Data to process:
┏━━

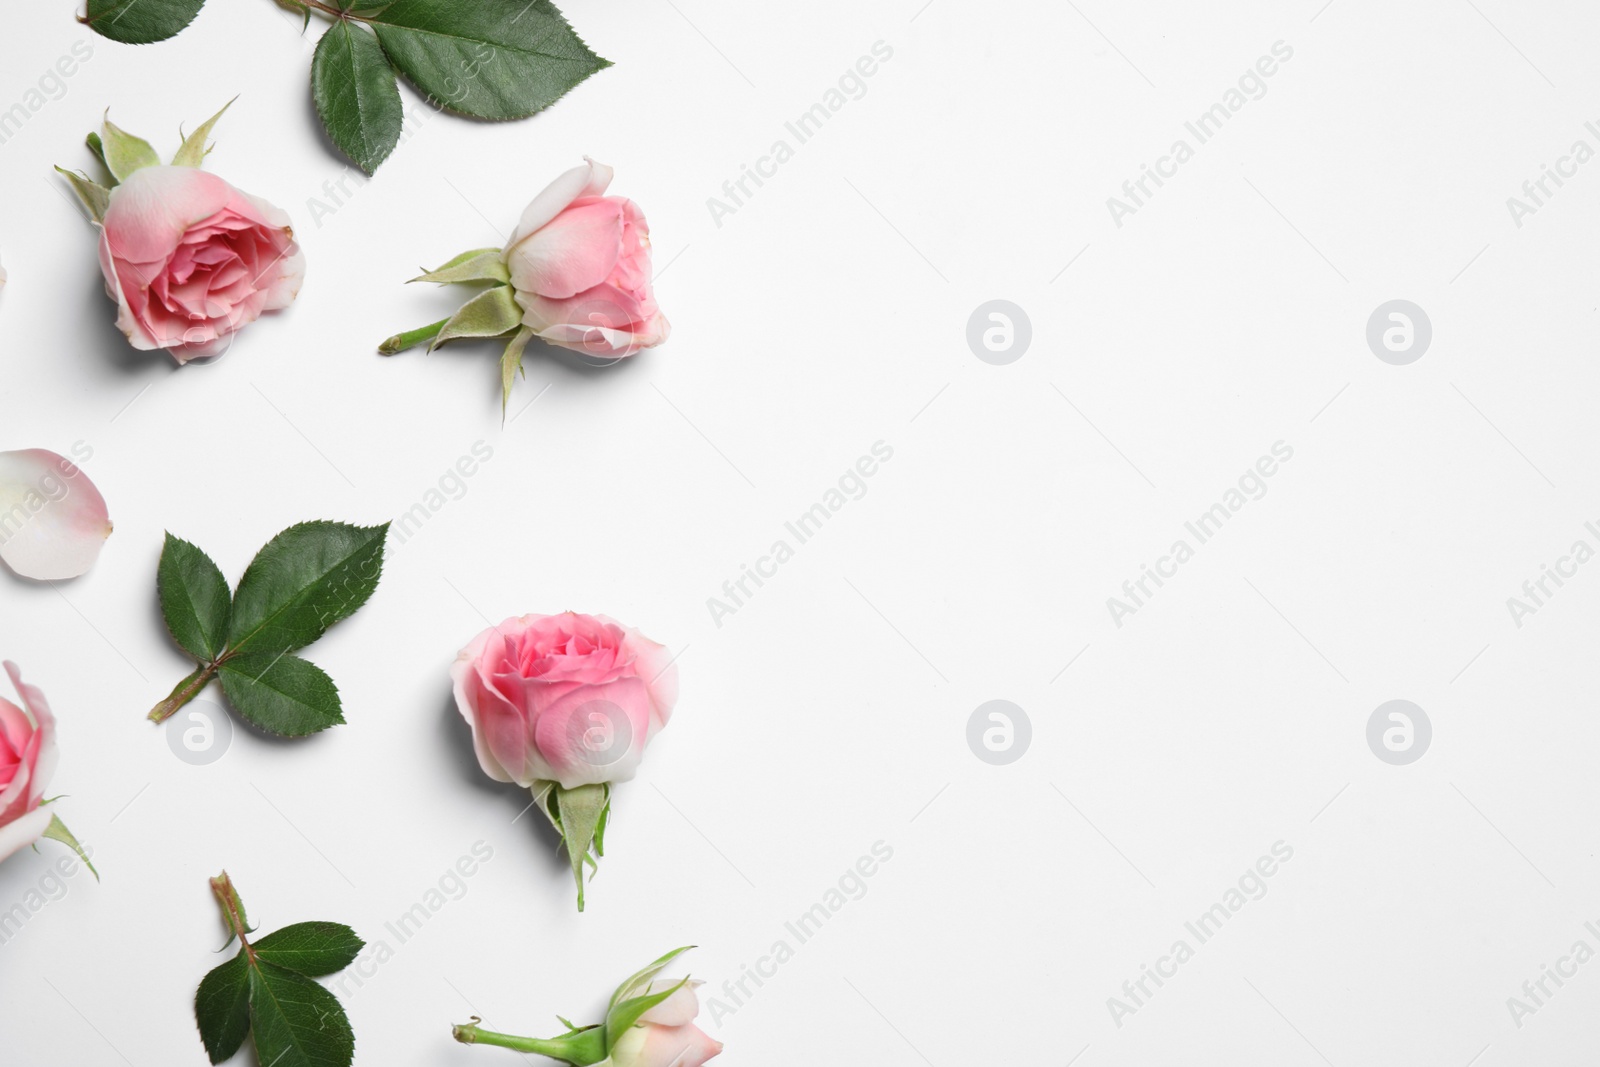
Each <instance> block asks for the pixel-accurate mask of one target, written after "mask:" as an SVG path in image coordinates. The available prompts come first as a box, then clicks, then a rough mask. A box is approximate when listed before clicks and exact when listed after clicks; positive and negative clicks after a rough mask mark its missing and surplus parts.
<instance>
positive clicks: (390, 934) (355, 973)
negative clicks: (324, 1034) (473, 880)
mask: <svg viewBox="0 0 1600 1067" xmlns="http://www.w3.org/2000/svg"><path fill="white" fill-rule="evenodd" d="M491 859H494V846H491V845H490V843H488V841H474V843H472V848H470V849H467V853H466V854H462V856H461V857H459V859H456V862H454V864H451V865H450V867H445V870H443V873H440V875H438V878H437V880H435V883H434V885H432V886H429V888H427V891H424V893H422V899H419V901H418V902H416V904H413V905H411V907H410V909H406V910H405V912H402V913H400V915H398V917H397V918H395V920H394V921H389V923H384V931H387V934H389V937H394V944H390V942H389V937H373V939H371V941H368V942H366V947H365V949H362V952H360V955H357V957H355V961H354V963H350V966H349V968H346V969H344V971H341V974H339V979H338V981H336V982H333V989H334V990H336V992H338V993H339V995H341V997H346V998H349V997H352V995H354V993H355V990H360V989H362V987H363V985H366V982H370V981H373V979H374V977H378V971H379V968H382V965H386V963H389V960H392V958H394V957H395V950H397V949H398V947H402V945H405V944H406V942H408V941H411V939H413V937H416V936H418V933H421V929H422V926H424V925H427V921H429V920H430V918H434V917H435V915H438V913H440V912H442V910H445V905H446V904H450V902H451V901H459V899H461V897H464V896H467V889H469V888H470V886H469V885H467V880H469V878H472V877H474V875H477V873H478V870H482V867H483V864H486V862H490V861H491ZM352 982H354V984H355V989H350V984H352Z"/></svg>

┗━━

Action item:
Convert the lines above into a JSON list of strings, one string per line, with blank lines left out. Omit the pictures from the list.

Written response:
[
  "Each <instance> block asks for the pixel-accurate mask of one target, written after \"mask:\" as an SVG path in image coordinates. The available prompts come first as a box, then clicks, then a rough mask. A box is approximate when listed before clicks and exact when listed after clicks; positive and negative clicks after a rough mask mark its missing and surplus parts.",
  "<instance>",
  "positive clicks: (390, 934) (355, 973)",
  "negative clicks: (324, 1034) (473, 880)",
  "mask: <svg viewBox=\"0 0 1600 1067\" xmlns=\"http://www.w3.org/2000/svg\"><path fill=\"white\" fill-rule=\"evenodd\" d=\"M491 859H494V846H491V845H490V843H488V841H474V843H472V848H470V849H467V853H466V854H462V856H461V857H459V859H456V862H454V864H451V865H450V867H445V870H443V873H440V875H438V878H437V880H435V883H434V885H432V886H429V888H427V891H424V893H422V899H419V901H418V902H416V904H413V905H411V907H410V909H406V910H405V912H402V913H400V915H398V917H397V918H395V920H394V921H389V923H384V931H387V934H389V937H394V944H390V942H389V937H373V939H371V941H368V942H366V947H365V949H362V952H360V955H357V957H355V961H354V963H350V966H349V968H346V969H344V971H341V974H339V979H338V981H336V982H333V989H334V990H336V992H338V993H339V995H341V997H346V998H349V997H352V995H354V993H355V990H360V989H362V987H363V985H366V982H370V981H373V979H374V977H378V971H379V968H382V965H386V963H389V960H392V958H394V957H395V950H397V949H398V947H402V945H405V944H406V942H408V941H411V939H413V937H416V936H418V933H421V929H422V926H424V925H427V921H429V920H430V918H434V917H435V915H438V913H440V912H442V910H445V905H446V904H450V902H451V901H459V899H461V897H464V896H467V889H469V888H470V886H469V885H467V880H469V878H472V877H474V875H477V873H478V870H482V867H483V864H486V862H490V861H491ZM352 982H354V984H355V989H350V984H352Z\"/></svg>"
]